#### DIRECTIONS FOR THIS TASK:
Rewrite the listing from the line containing "Target: glass curtain wall" through the end of the listing as a Markdown table with columns headed Row and Line, numbering each row and leaving out blank lines.

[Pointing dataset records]
· · ·
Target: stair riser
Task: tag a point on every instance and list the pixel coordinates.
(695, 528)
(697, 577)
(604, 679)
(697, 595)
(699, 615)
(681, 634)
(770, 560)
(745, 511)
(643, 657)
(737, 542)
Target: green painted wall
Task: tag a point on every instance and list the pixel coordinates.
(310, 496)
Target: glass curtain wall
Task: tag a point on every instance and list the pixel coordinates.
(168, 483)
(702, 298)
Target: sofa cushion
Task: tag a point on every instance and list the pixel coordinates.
· · ·
#### RESPONSE BELOW:
| Row | Line |
|---|---|
| 1 | Target: glass curtain wall |
| 2 | Task: tag a point on every instance and list the pixel coordinates. |
| 3 | (168, 483) |
| 4 | (702, 298) |
| 5 | Target: sofa cushion |
| 6 | Task: tag a point on every instance and list the pixel coordinates. |